▶ _REQUIRED TASK_
Please reproduce every one of the records below word for word, changing nothing.

▶ _EXTRACTED DATA_
########
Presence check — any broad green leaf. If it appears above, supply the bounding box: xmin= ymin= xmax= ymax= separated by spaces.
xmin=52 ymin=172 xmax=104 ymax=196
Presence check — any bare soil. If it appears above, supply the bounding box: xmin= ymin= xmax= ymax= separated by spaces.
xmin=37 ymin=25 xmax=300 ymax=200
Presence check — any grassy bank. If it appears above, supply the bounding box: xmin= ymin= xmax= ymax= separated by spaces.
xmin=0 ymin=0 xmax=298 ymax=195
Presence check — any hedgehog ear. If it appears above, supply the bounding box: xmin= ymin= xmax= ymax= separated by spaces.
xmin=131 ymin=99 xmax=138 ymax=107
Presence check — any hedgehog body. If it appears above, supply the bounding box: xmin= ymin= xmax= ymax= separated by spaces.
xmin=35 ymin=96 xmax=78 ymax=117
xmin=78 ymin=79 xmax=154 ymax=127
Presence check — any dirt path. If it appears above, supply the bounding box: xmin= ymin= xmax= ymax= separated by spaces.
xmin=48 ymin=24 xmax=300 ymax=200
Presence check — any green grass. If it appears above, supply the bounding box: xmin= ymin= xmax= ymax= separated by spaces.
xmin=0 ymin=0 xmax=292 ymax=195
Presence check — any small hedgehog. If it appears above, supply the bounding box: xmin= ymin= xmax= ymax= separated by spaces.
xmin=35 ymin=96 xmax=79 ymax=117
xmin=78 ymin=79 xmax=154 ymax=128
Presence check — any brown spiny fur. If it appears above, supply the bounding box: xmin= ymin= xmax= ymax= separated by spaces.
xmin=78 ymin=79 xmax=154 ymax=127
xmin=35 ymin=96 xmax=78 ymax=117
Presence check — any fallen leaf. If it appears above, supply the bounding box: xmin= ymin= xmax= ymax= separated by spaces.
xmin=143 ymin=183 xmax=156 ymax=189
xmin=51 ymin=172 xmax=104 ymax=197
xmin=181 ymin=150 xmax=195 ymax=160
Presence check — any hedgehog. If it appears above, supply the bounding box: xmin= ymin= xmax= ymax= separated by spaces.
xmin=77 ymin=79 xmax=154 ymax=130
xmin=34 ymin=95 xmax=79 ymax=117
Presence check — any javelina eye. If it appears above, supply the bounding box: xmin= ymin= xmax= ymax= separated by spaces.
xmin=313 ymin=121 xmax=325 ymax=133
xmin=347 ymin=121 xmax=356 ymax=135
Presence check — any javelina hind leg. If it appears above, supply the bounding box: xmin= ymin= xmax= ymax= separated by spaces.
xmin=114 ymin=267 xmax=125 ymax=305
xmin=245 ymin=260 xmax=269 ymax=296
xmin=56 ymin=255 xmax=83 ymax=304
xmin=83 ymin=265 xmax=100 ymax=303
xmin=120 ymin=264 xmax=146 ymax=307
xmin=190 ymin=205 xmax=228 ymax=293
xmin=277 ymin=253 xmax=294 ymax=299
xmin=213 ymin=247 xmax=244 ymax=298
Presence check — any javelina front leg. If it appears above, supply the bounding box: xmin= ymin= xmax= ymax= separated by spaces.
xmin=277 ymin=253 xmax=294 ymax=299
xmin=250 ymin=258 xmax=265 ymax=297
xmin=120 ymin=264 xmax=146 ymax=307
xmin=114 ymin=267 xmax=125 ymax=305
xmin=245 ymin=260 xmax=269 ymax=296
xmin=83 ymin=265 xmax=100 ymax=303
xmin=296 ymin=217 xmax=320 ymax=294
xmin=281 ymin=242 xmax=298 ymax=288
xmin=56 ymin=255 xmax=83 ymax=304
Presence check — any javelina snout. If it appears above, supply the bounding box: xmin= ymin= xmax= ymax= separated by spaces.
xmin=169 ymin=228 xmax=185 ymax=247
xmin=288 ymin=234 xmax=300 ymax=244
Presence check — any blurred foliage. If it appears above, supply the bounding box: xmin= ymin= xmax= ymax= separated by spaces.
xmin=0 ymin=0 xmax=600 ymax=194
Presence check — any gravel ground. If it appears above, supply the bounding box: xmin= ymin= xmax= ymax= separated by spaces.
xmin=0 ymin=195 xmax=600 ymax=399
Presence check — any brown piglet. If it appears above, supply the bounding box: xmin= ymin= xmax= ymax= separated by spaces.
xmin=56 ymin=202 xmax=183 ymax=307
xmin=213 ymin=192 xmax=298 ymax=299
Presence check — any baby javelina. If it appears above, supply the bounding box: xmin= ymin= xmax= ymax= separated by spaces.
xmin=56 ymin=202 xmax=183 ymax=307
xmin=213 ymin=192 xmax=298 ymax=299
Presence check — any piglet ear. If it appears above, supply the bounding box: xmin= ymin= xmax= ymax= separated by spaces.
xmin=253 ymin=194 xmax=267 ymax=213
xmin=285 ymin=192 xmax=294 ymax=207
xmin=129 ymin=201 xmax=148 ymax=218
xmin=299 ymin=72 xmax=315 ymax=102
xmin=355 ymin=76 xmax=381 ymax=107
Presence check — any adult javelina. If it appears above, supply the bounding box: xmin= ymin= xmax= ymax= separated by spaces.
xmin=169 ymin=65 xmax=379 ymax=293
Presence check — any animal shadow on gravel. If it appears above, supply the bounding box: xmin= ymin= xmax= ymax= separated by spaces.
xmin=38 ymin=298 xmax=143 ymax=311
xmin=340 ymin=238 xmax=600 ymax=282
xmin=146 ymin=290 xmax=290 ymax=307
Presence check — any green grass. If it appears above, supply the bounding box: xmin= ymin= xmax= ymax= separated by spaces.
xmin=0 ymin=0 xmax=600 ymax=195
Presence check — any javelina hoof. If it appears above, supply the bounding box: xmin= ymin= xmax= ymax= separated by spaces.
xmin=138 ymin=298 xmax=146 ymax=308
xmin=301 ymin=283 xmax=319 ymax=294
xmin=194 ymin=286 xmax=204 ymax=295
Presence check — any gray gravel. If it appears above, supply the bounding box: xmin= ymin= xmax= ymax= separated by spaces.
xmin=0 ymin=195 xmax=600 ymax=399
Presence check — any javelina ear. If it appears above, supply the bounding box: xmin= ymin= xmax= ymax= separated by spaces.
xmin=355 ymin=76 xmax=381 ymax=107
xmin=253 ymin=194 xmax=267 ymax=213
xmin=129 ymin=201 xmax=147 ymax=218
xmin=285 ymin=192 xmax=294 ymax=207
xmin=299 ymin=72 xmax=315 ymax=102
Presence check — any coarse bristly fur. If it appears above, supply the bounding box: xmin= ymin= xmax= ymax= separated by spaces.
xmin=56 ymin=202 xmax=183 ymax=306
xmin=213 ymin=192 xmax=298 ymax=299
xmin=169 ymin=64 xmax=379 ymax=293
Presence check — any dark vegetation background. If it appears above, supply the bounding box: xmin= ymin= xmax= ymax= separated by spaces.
########
▶ _FINISHED EXERCISE_
Presence check — any broad green leaf. If it appears above, supply the bounding box: xmin= ymin= xmax= ymax= separated by spaces.
xmin=52 ymin=172 xmax=104 ymax=196
Presence check — any bare soil. If it appears above, supply the bounding box: xmin= ymin= xmax= ymax= separated by spaces.
xmin=37 ymin=25 xmax=300 ymax=200
Presence check — any grassy bank. If it appears above, supply the bounding box: xmin= ymin= xmax= ymax= separated by spaces.
xmin=0 ymin=0 xmax=298 ymax=195
Presence check — any hedgehog ear. If it appears above, supply the bounding box: xmin= ymin= xmax= ymax= separated by spaces.
xmin=131 ymin=99 xmax=138 ymax=107
Presence check — any hedgehog body. If it appears above, supply the bounding box: xmin= ymin= xmax= ymax= separated by spaces.
xmin=35 ymin=96 xmax=78 ymax=117
xmin=78 ymin=79 xmax=154 ymax=127
Presence check — any dirt path. If it appears above, supply the bounding box: xmin= ymin= xmax= ymax= separated by spaces.
xmin=48 ymin=24 xmax=300 ymax=200
Presence check — any green grass. If it appears above, supply the bounding box: xmin= ymin= xmax= ymax= separated by spaces.
xmin=0 ymin=0 xmax=292 ymax=195
Presence check — any small hedgehog. If it appears above, supply the bounding box: xmin= ymin= xmax= ymax= separated by spaces.
xmin=35 ymin=96 xmax=79 ymax=117
xmin=78 ymin=79 xmax=154 ymax=128
Presence check — any brown spiny fur. If it appears above, supply the bounding box: xmin= ymin= xmax= ymax= separated by spaces.
xmin=78 ymin=79 xmax=154 ymax=127
xmin=35 ymin=96 xmax=78 ymax=117
Presence check — any fallen leaf. If it appears above, supply the bounding box: xmin= ymin= xmax= ymax= separated by spaces.
xmin=143 ymin=183 xmax=156 ymax=189
xmin=51 ymin=172 xmax=104 ymax=197
xmin=181 ymin=150 xmax=195 ymax=160
Presence check — any hedgehog. If it appears above, supply the bounding box: xmin= ymin= xmax= ymax= separated by spaces.
xmin=77 ymin=79 xmax=154 ymax=130
xmin=34 ymin=95 xmax=79 ymax=117
Presence check — any javelina eye. If it appears above, supply the bounding box: xmin= ymin= xmax= ymax= separated by spaces.
xmin=313 ymin=121 xmax=325 ymax=133
xmin=347 ymin=121 xmax=356 ymax=135
Presence check — any javelina hind leg. If it appears above, supply the bounding box: xmin= ymin= xmax= ymax= separated by spaces.
xmin=114 ymin=267 xmax=125 ymax=305
xmin=245 ymin=260 xmax=269 ymax=296
xmin=56 ymin=255 xmax=83 ymax=304
xmin=83 ymin=265 xmax=100 ymax=303
xmin=120 ymin=264 xmax=146 ymax=307
xmin=190 ymin=205 xmax=228 ymax=293
xmin=277 ymin=253 xmax=294 ymax=299
xmin=213 ymin=247 xmax=244 ymax=298
Presence check — any javelina front leg. If it appears above, supply the bounding box: xmin= ymin= xmax= ymax= separated by spaces.
xmin=277 ymin=253 xmax=294 ymax=299
xmin=250 ymin=258 xmax=265 ymax=297
xmin=120 ymin=264 xmax=146 ymax=307
xmin=114 ymin=267 xmax=125 ymax=305
xmin=245 ymin=260 xmax=269 ymax=296
xmin=83 ymin=265 xmax=100 ymax=303
xmin=296 ymin=217 xmax=320 ymax=294
xmin=281 ymin=242 xmax=298 ymax=288
xmin=56 ymin=255 xmax=83 ymax=304
Presence check — any javelina snout. If it appears above, supply the bounding box: xmin= ymin= xmax= ymax= separated by spaces.
xmin=169 ymin=228 xmax=185 ymax=247
xmin=288 ymin=234 xmax=300 ymax=244
Presence check — any blurred foliage. If it appears above, supply the bounding box: xmin= ymin= xmax= ymax= separated by spaces.
xmin=0 ymin=0 xmax=600 ymax=194
Presence check — any gravel ground. If it appears above, supply the bounding box: xmin= ymin= xmax= ymax= separated by spaces.
xmin=0 ymin=195 xmax=600 ymax=399
Presence check — any brown piglet. If it appears above, supply the bounding box: xmin= ymin= xmax= ymax= separated by spaces.
xmin=56 ymin=202 xmax=183 ymax=307
xmin=213 ymin=192 xmax=298 ymax=299
Presence check — any baby javelina. If it appears above, supply the bounding box: xmin= ymin= xmax= ymax= separated by spaces.
xmin=56 ymin=202 xmax=183 ymax=307
xmin=213 ymin=192 xmax=298 ymax=299
Presence check — any piglet ear. If it appears above, supply the bounding box: xmin= ymin= xmax= ymax= separated by spaces.
xmin=253 ymin=194 xmax=267 ymax=213
xmin=285 ymin=192 xmax=294 ymax=207
xmin=129 ymin=201 xmax=148 ymax=218
xmin=299 ymin=72 xmax=315 ymax=102
xmin=355 ymin=76 xmax=381 ymax=107
Presence check — any adult javelina. If it appears above, supply the bounding box: xmin= ymin= xmax= ymax= separated by spaces.
xmin=169 ymin=65 xmax=379 ymax=293
Presence check — any animal shadow on gravel. If it appears above, supply the bounding box: xmin= ymin= xmax= ymax= separated by spaces.
xmin=38 ymin=298 xmax=143 ymax=311
xmin=340 ymin=238 xmax=600 ymax=282
xmin=146 ymin=290 xmax=290 ymax=307
Presence check — any green grass. If it appears above, supply the bounding box: xmin= ymin= xmax= ymax= separated by spaces.
xmin=0 ymin=0 xmax=600 ymax=195
Presence check — any javelina hoof. If it appears above, supply the bounding box: xmin= ymin= xmax= ymax= separated by spaces.
xmin=138 ymin=298 xmax=146 ymax=308
xmin=301 ymin=283 xmax=319 ymax=294
xmin=194 ymin=286 xmax=204 ymax=295
Presence check — any gray gravel. If it appears above, supply the bounding box: xmin= ymin= xmax= ymax= separated by spaces.
xmin=0 ymin=195 xmax=600 ymax=399
Presence check — any javelina ear. If it appears above, supply the bounding box: xmin= ymin= xmax= ymax= separated by spaces.
xmin=355 ymin=76 xmax=381 ymax=107
xmin=253 ymin=194 xmax=267 ymax=213
xmin=129 ymin=201 xmax=147 ymax=218
xmin=285 ymin=192 xmax=294 ymax=207
xmin=299 ymin=72 xmax=315 ymax=102
Presence check — any coarse bristly fur. If it appears above, supply the bounding box: xmin= ymin= xmax= ymax= separated by spaces.
xmin=56 ymin=202 xmax=183 ymax=306
xmin=213 ymin=192 xmax=298 ymax=299
xmin=169 ymin=64 xmax=379 ymax=293
Presence check — any dark vegetation background. If it appears above, supply the bounding box: xmin= ymin= xmax= ymax= separated by spaces.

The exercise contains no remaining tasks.